== Problem statement ==
Copy out the following lines with no changes.

##########

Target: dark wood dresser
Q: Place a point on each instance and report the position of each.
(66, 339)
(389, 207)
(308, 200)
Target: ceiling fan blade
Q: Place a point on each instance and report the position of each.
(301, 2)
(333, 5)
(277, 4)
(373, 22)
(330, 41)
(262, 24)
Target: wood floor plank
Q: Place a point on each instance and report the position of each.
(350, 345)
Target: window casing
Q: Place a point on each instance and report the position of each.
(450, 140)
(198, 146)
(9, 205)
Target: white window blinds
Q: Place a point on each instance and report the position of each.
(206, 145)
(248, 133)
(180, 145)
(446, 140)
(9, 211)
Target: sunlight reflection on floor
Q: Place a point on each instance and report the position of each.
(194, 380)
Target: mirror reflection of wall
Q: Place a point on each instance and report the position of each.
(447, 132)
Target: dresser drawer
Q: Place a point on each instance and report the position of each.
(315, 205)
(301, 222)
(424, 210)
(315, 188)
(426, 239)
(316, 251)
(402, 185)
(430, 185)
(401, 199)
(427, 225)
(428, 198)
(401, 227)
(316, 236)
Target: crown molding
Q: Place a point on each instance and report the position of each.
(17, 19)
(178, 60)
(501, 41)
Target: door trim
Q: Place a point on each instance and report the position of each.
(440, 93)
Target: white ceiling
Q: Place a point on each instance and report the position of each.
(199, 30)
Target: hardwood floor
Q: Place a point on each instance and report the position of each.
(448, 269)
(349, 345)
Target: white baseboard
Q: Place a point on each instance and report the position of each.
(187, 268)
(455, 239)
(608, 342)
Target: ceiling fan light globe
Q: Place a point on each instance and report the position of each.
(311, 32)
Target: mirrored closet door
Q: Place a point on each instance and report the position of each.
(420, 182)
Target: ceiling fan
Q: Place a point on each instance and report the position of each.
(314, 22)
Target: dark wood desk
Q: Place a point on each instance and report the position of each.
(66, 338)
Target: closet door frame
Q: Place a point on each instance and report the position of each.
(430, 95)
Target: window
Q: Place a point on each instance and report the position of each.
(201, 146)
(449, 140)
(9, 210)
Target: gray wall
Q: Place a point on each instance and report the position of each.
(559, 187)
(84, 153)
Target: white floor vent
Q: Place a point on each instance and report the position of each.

##########

== Answer to this task ==
Target: dark wood dresser
Q: Place a point on each instance and report the position of each.
(66, 339)
(389, 207)
(308, 200)
Target: ceiling fan blade
Q: Place a point on each instance and report the position of each.
(301, 2)
(333, 5)
(277, 4)
(373, 22)
(330, 41)
(262, 24)
Target: wood floor plank
Q: Place a point on each instance and report the position of each.
(350, 345)
Target: window casing
Q: Place a point on each instance and report the position of each.
(450, 140)
(198, 146)
(9, 205)
Target: white window blinds
Q: Place a point on each instance and report the position of each.
(206, 145)
(248, 133)
(180, 145)
(446, 140)
(9, 211)
Target: sunlight reflection on floor
Q: Place a point on each instance and report the position of each.
(194, 380)
Target: mirror reflection of wall
Q: Place a point on each instance and report the position of each.
(447, 132)
Target: dresser drawer
Q: Place a point on each instance and report the position of each.
(315, 205)
(301, 222)
(424, 210)
(315, 188)
(426, 239)
(316, 251)
(402, 185)
(430, 185)
(401, 199)
(427, 225)
(428, 198)
(401, 227)
(316, 236)
Target: crown molding
Q: Place a point on each instance and report the position of each.
(17, 19)
(178, 60)
(501, 41)
Target: door trim
Q: Place a point on each instance and report the position of each.
(440, 93)
Target: white ceiling
Q: Place a point on each instance and report the position of each.
(199, 30)
Target: hardwood floor
Q: Place a point on each instance and report the position of each.
(448, 269)
(349, 345)
Target: white baseboard
Q: Place a point on each instance and report the position of each.
(187, 268)
(455, 239)
(608, 342)
Target: ceiling fan light globe
Q: Place a point on each instance and report the position of each.
(311, 32)
Target: mirrored closet door
Q: Place a point on each instance and report the position of each.
(420, 182)
Target: ceiling fan
Q: Place a point on each instance and report the position of each.
(314, 22)
Target: dark wood desk
Q: Place a point on each instance and report the position of each.
(66, 338)
Target: closet door frame
Q: Place a point on each instance and report the position of each.
(430, 95)
Target: window
Q: Place a point on each instance and report the position of each.
(201, 146)
(449, 140)
(9, 210)
Target: gray wall
Q: Place a point on each instance and report the position of each.
(559, 187)
(84, 153)
Target: white floor vent
Q: Place a point on each instance and report the position of each.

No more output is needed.